--- START OF Document ---
# DSi Or Xbox360



## LivingToDie (Jan 16, 2009)

hi 
i have 200 Euros
i can buy a dsi or an xbox 360
i already have a ds but its really screwed... the touch screen is f*cked and well yeah dsi has really good functions and is better then my normal ds(phat)
My brother has a ps3 but i almost can not play on it because he doesnt allow me
with 200 euro i can buy or a dsi or a xbox360 

Hope you can help me choose (give reasons pls)

Thanks


----------



## EG09 (Jan 16, 2009)

deffo xbox360 it has loads of brilliant games


----------



## da_head (Jan 16, 2009)

r u serious? a ds with a shitty camera and a new menu
or the best console of the generation?


----------



## Maikel Steneker (Jan 16, 2009)

Well, you already know how great the DS is. If you want to continue playing these great games, get the DSi and a new DSi flashcart (AceKard 2i, EZ-Flash Vi or TTDSi). If you'd rather have something like the PS3, get the 360. It's that simple.


----------



## Nocturnius (Jan 16, 2009)

360. it should be a simple answer. I mean sure the ds has good games. but The 360 has alot of awesome games (most are shooter) but still good! Great Very great Online Community. Unlike the wack lame Nintendo wifi >:{   Also it depends what style of games you like. 360 is well known for their shooters. Look up their top 360 games and most are shooters. Obviously they have non shooter games but for me half is good and the other half is money badly spent. Good thing is. the 360 has loads of games out allready.   I had a 360 and a PS3 but i gave them to my older brother. He plays a lot more than I do and I don't play much games anymore. To put it in a few words lol Get a 360 not a dsi. like da_head said. shitty camera and a not so impressive new menu or the current best console of the generation.    ( I still believe PS3 will get better as time passes. Like the ps1 and ps2 did.)  Get a 360! you will not be disappointed!

Oh and yea. With a 360. Get the exclusive awesome games and rub it in your bro's face. Cuz the ps3 lacks in exclusivity compared to the 360 which almost every exclusive is a big hit. He will ask to play your 360 and you will say no FOO! lol


----------



## Prime (Jan 16, 2009)

Xbox 360 Hands down

It is basically the best console of this generation


----------



## LivingToDie (Jan 17, 2009)

but xbox games are pretty expensive and you cant mod it ...
also i ''have'' a ps3
i dont know if these are reasons to stop me from buying......


----------



## da_head (Jan 17, 2009)

12philip12 said:
			
		

> but xbox games are pretty expensive and you cant mod it ...


where have u been?


----------



## ball2012003 (Jan 17, 2009)

xbox 360 definitely
dsi is out of the picture


----------



## LivingToDie (Jan 17, 2009)

how can dsi be out of the picture if its still coming to the picture ...


----------



## Isaiah (Jan 17, 2009)

Personally I would spend it on CANDY


----------



## War (Jan 17, 2009)

Xbox 360. It has loads of amazing games and awesome online. 

The DSi is a waste of money. Keep your current DS or turn it in for store credit and throw in some more money for a DS Lite.


----------



## LivingToDie (Jan 17, 2009)
--- END OF Document ---
--- START OF Data excerpts ---
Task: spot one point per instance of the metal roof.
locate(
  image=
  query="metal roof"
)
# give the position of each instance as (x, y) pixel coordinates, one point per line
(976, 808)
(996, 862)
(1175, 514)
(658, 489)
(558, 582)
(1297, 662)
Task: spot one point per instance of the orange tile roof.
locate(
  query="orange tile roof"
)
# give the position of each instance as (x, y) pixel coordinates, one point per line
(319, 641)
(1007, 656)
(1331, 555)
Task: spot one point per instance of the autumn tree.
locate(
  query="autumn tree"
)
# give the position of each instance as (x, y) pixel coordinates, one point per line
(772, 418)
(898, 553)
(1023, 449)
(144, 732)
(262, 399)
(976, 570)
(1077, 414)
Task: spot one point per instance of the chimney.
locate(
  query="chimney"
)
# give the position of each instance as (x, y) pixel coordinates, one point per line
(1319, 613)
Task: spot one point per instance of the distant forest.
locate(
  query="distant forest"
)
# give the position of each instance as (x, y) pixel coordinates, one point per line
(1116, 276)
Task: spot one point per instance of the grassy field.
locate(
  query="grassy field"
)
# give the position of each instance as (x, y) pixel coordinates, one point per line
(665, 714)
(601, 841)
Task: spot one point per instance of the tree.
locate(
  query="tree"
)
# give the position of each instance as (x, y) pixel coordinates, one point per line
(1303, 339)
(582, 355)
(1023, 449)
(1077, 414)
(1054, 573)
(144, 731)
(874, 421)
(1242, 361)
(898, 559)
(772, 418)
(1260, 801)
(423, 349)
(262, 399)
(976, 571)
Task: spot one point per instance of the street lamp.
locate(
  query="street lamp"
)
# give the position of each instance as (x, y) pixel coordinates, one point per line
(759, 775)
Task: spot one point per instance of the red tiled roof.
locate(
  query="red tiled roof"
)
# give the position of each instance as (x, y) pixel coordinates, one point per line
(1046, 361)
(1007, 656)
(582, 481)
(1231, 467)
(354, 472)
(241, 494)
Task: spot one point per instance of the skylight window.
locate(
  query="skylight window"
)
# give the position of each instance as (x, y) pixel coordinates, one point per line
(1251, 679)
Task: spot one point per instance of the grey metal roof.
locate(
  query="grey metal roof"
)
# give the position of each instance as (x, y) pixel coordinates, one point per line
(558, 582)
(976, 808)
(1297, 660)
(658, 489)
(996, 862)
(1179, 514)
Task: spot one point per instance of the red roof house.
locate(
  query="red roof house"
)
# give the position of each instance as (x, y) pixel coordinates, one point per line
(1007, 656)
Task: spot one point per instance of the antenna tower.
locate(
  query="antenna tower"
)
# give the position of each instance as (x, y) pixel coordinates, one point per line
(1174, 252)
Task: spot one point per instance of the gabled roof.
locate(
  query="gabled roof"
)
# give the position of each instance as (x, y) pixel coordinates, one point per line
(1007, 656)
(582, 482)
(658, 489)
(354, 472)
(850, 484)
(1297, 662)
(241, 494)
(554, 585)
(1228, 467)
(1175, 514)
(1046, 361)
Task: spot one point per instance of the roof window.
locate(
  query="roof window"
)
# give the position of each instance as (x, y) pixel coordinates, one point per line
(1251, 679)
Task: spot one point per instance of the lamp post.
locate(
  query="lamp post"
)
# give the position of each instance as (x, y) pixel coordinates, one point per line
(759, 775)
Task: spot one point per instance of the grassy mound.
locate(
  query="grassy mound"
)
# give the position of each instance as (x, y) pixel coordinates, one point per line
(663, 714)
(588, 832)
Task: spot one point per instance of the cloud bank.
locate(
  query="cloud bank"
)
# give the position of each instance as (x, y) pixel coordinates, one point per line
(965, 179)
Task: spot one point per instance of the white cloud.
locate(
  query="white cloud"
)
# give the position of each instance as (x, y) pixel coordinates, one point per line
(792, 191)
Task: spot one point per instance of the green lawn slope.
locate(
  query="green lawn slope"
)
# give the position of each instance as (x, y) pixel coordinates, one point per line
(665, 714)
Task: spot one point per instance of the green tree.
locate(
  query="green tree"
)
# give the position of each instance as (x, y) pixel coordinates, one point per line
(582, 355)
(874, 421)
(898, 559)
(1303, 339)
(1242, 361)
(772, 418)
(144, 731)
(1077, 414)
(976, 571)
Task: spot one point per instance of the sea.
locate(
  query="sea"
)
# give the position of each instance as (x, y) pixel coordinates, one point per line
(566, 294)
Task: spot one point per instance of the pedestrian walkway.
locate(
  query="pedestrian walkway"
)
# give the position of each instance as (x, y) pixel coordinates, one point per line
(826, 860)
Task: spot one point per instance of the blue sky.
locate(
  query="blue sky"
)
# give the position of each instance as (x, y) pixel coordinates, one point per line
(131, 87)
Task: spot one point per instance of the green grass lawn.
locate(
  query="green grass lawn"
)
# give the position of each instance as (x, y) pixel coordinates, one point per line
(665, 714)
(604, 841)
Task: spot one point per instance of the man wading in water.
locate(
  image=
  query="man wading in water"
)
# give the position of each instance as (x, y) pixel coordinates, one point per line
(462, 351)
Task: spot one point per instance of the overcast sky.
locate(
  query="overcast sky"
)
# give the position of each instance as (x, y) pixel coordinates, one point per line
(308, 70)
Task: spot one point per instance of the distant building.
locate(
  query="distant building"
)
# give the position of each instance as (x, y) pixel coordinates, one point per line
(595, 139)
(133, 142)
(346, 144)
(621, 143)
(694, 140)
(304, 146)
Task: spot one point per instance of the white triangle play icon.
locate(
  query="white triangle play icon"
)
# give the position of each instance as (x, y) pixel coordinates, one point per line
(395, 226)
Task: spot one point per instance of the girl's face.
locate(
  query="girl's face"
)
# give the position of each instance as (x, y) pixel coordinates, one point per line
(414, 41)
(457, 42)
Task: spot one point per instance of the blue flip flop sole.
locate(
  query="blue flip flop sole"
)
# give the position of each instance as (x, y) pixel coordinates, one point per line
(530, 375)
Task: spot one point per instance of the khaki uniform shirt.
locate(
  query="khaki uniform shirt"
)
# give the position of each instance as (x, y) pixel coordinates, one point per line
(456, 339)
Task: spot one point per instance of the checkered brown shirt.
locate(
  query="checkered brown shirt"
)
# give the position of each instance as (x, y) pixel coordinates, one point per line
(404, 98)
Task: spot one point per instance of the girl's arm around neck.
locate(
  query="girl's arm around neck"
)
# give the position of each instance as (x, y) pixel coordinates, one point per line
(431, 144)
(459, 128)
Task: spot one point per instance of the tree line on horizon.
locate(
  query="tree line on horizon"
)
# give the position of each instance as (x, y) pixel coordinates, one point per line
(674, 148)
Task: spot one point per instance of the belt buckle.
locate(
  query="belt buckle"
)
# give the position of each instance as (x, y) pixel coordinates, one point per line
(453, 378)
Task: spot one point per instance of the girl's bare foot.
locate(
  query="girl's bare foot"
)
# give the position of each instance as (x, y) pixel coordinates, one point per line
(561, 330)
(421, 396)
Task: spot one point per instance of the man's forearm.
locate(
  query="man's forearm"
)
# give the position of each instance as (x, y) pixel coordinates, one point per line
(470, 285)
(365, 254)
--- END OF Data excerpts ---
### What is asked
- A) Answer these questions about the DSi-or-Xbox 360 thread, one per line, marking each answer with the same numeral:
(i) How much money does the first poster say they have?
(ii) Which three DSi flashcarts does Maikel Steneker name?
(iii) What does War suggest doing with the current DS?
- B) Pull out every line of the records that contains the word "metal".

### Solutions for each task
- A)
(i) 200 Euros.
(ii) AceKard 2i, EZ-Flash Vi and TTDSi.
(iii) Keep it, or turn it in for store credit and add some more money for a DS Lite.

- B)
Task: spot one point per instance of the metal roof.
  query="metal roof"
Task: spot one point per instance of the grey metal roof.
  query="grey metal roof"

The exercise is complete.